(Source passage Opens)

The reason why they're dying has been determined, but the true cause behind the die-off has scientists investigating further into the pattern.

"The results come back pretty quickly. Currently, they determined the cause of death appears to be due to emaciation, starvation."

That's Robb Kaler, a wildlife biologist at USFWS’s Migratory Bird office in Anchorage. He said one of the birds has been sent in and tested, and another six are on the way.

While labs and scientists can see the cause of death due to a number of contributing physical factors, how they got that way is another question; one that experts don't yet have the definitive answer to.

"There's probably multiple factors at play. You've got birds that are starving, so we know why they're dying, they're dying of starvation," Kaler said. "But the question is, why are they not able to find food? What's happening?"

The birds themselves are the common murre, which resemble thin penguins. The common murre is a seabird found in subarctic waters, living much of its life out in open water along the North Pacific and North Atlantic.

The murre were the focus of a massive mortality event in 2015 and into 2016, where at least 30,000 were found dead. Scientists at the time estimated the total dead numbered in the hundreds of thousands.

While the 2015 die-off had a lot to do with weather and storm events, the one this year, starting in May and stretching well into June, has scientists and residents observing similarities, especially warming waters.

(Source passage Closes)

Directions:
A - According to the murre die-off passage, how many common murres were found dead in the 2015–2016 mortality event?
B - Pick up the murre die-off passage after its final sentence and carry it forward.

(Information shown Opens)

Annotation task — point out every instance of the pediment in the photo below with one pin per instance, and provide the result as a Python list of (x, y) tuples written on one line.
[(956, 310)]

(Information shown Closes)

Replies:
A - At least 30,000.

B -
Kaler said that neurotoxin poisoning from algal blooms could travel up the food chain, from plankton on up and into the birds' diets.

But it's also more nuanced than that, because what's then causing the harmful algal blooms to flourish is another domino in the line leading to dead birds.

"If you have sea surface temperatures that lend themselves to the algal blooms, if those temperatures are high enough," Kaler said, "Then you have a warm body of water, and there's a stagnation in that water column. That's going to effect everything that's feeding in the ocean."

Kaler said what scientists need now is more testing, and more birds. The sample birds for a useful necropsy need to be freshly deceased in order for the studies to be effective into what's really behind their starvation.

Birds this year have been found from Shishmaref to Unalakleet and on St. Lawrence Island and the surrounding waters and shorelines.

Residents finding large dead seabirds in those areas, or really any areas, are encouraged by scientists to contact U.S. Fish and Wildlife Service’s dead seabird hotline at (866) 527-3358.

The more data is gathered, the more researchers will know about how this trend is happening and what it will mean not only for murres, but for all sea life and those affected by it, including us humans.